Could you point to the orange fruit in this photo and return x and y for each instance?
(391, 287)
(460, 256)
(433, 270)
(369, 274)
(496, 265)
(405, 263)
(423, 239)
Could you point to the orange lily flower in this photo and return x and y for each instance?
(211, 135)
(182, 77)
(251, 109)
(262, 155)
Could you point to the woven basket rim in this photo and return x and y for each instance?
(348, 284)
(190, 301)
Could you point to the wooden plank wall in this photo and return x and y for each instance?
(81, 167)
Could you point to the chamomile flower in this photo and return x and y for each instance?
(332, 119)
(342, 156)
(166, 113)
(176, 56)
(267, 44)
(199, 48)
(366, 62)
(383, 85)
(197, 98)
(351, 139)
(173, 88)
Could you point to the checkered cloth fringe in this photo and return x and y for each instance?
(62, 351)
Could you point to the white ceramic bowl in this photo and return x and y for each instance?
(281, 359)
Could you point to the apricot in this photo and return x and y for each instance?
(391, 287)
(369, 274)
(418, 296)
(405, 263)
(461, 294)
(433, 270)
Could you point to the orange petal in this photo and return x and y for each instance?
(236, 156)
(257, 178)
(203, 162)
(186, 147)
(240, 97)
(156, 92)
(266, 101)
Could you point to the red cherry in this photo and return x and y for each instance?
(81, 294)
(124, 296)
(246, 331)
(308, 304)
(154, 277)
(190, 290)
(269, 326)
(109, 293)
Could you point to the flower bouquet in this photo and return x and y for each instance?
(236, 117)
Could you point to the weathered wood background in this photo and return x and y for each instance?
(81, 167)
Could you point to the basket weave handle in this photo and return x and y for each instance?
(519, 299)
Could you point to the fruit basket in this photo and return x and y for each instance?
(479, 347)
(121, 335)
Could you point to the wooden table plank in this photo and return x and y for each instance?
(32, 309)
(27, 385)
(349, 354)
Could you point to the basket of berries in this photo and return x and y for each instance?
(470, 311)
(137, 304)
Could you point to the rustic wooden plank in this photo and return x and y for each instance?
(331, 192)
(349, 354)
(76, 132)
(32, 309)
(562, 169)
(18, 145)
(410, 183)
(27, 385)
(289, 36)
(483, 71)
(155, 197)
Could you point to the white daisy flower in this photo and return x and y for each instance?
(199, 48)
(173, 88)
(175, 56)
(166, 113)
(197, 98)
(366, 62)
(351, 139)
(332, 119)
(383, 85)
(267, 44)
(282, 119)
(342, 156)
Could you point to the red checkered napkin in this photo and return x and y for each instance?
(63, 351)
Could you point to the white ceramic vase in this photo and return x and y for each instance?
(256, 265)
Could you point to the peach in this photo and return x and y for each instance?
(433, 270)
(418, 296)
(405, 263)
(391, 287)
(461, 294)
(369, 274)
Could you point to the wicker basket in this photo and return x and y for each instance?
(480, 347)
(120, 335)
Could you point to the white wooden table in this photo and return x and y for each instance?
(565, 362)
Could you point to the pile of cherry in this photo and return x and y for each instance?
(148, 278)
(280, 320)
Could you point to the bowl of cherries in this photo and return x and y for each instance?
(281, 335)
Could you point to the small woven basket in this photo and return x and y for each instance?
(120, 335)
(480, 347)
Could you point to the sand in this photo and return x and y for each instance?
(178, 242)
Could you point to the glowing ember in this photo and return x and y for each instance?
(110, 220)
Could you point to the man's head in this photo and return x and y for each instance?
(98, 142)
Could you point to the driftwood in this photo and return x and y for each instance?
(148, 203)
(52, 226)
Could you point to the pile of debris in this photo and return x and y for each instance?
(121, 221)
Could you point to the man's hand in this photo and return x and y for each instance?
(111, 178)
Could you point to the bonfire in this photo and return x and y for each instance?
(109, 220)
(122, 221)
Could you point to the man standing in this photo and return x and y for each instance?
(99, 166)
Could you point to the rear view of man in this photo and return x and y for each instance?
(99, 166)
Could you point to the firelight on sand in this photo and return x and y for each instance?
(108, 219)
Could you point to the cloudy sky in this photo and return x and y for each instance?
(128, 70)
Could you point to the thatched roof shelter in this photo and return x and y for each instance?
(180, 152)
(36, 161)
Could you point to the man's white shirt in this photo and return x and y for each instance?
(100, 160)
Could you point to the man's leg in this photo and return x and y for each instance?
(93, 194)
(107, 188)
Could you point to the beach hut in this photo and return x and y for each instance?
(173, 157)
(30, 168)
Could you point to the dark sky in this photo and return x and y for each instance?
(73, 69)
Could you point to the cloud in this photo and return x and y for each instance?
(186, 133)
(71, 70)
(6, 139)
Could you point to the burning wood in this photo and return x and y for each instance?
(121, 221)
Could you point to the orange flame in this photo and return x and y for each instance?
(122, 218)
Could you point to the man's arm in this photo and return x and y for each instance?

*Exercise aim*
Begin at the line that contains "Could you point to the man's white" and stop at the end of the entries. Rewrite those lines with "beach hut" swapped for "beach cabin", and change nothing else.

*Full solution*
Could you point to the man's white shirt in this photo and return x and y for each instance?
(100, 160)
Could you point to the man's leg in this photo and return x and y for each instance?
(93, 194)
(107, 188)
Could you point to the beach cabin in this photo and return x and y for each instance?
(173, 157)
(30, 168)
Could you point to the dark sky in this photo and return x and y for each instance?
(73, 69)
Could you point to the cloud in this photo and return x and y for each instance?
(186, 133)
(71, 70)
(6, 139)
Could you point to the burning wood in this photo and return x and y for each instance?
(121, 221)
Could you point to the orange flame in this photo and return x and y for each instance?
(122, 218)
Could you point to the man's arm in this photo and return x and y for each instance?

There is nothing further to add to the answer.